**GIVEN TASK A**
Swap "candlestick" for "candle stand" in the listing, from the line containing "Pin the flower" through the end of the listing, leaving everything else unchanged. Return only those lines.

10.2.1. Reactive and Non-Reactive OOPath

At the moment Drools is not able to react to updates involving a deeply nested object traversed during the evaluation of an OOPath expression. To make these objects reactive to changes it is then necessary to make them extend the class org.drools.core.phreak.ReactiveObject. It is planned to overcome this limitation by implementing a mechanism that automatically instruments the classes belonging to a specific domain model.

Having extendend that class, the domain objects can notify the Drools engine when one of its field has been updated by invoking the inherited method notifyModification as in the following example:

Example 168. Notifying the Drools engine that an exam has been moved to a different course
public void setCourse(String course) {
        this.course = course;
        notifyModification(this);
        }

In this way when using an OOPath like the following:

Student( $grade: /plan/exams[ course == "Big Data" ]/grades )

if an exam is moved to a different course, the rule is re-triggered and the list of grades matching the rule recomputed.

It is also possible to have reactivity only in one subpart of the OOPath as in:

Student( $grade: /plan/exams[ course == "Big Data" ]?/grades )

Here, using the ?/ separator instead of the / one, the Drools engine will react to a change made to an exam, or if an exam is added to the plan, but not if a new grade is added to an existing exam. Of course if a OOPath chunk is not reactive, all remaining part of the OOPath from there till the end of the expression will be non-reactive as well. For instance the following OOPath

Student( $grade: ?/plan/exams[ course == "Big Data" ]/grades )

will be completely non-reactive. For this reason it is not allowed to use the ?/ separator more than once in the same OOPath so an expression like:

Student( $grade: /plan?/exams[ course == "Big Data" ]?/grades )

will cause a compile time error.

10.3. Traits

WARNING : this feature is still experimental and subject to changes

The same fact may have multiple dynamic types which do not fit naturally in a class hierarchy. Traits allow to model this very common scenario. A trait is an interface that can be applied (and eventually removed) to an individual object at runtime. To create a trait rather than a traditional bean, one has to declare them explicitly as in the following example:

declare trait GoldenCustomer
    // fields will map to getters/setters
    code     : String
    balance  : long
    discount : int
    maxExpense : long
end

At runtime, this declaration results in an interface, which can be used to write patterns, but can not be instantiated directly. In order to apply a trait to an object, we provide the new don keyword, which can be used as simply as this:

when
    $c : Customer()

**RECORDS FOR PROCESSING**
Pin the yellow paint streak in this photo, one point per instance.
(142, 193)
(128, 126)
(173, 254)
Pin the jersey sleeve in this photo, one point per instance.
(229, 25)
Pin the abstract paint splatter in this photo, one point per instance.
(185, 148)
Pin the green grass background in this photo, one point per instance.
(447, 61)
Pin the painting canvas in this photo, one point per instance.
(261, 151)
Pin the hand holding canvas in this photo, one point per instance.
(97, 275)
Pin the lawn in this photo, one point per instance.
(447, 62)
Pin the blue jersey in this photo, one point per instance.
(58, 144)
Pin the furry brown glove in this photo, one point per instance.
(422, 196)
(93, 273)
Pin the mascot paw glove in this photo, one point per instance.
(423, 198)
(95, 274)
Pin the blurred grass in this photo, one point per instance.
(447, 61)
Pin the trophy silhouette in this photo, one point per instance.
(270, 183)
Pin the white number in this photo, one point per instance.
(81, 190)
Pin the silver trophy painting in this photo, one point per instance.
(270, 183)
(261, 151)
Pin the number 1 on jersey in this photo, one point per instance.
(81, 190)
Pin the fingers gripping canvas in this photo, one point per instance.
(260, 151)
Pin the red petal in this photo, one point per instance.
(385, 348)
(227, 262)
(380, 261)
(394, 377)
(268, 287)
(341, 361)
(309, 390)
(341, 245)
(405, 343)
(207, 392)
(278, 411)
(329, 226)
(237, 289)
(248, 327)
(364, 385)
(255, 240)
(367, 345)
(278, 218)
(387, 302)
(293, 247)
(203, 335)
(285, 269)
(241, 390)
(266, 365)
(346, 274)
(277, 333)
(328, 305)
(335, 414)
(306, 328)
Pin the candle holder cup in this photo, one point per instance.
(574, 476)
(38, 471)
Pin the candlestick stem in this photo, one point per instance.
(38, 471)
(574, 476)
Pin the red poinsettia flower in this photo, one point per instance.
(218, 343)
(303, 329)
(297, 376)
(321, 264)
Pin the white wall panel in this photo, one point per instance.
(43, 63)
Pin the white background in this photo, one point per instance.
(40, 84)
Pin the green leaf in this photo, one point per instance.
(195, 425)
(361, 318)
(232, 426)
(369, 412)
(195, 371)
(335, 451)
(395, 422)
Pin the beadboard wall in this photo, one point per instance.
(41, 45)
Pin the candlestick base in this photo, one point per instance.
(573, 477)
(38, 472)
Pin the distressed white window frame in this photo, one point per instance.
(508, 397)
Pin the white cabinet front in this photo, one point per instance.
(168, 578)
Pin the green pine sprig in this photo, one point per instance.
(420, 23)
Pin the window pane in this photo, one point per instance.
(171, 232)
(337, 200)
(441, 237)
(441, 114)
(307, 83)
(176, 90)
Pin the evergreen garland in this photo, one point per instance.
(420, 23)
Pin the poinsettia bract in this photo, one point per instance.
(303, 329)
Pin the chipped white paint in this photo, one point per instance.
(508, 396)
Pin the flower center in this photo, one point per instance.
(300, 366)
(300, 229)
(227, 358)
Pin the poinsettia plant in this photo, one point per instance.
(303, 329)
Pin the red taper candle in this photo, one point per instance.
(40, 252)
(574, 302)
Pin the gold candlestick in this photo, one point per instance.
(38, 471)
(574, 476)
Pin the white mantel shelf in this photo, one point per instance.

**GIVEN TASK B**
In the excerpt on OOPath and traits, which class must deeply nested objects extend to make them reactive to changes?

**WORKED ANSWER A**
Pin the flower center in this photo, one point per instance.
(300, 366)
(300, 229)
(227, 358)
Pin the poinsettia plant in this photo, one point per instance.
(303, 329)
Pin the red taper candle in this photo, one point per instance.
(40, 252)
(574, 302)
Pin the gold candle stand in this photo, one point per instance.
(38, 471)
(574, 476)
Pin the white mantel shelf in this photo, one point per instance.

**WORKED ANSWER B**
org.drools.core.phreak.ReactiveObject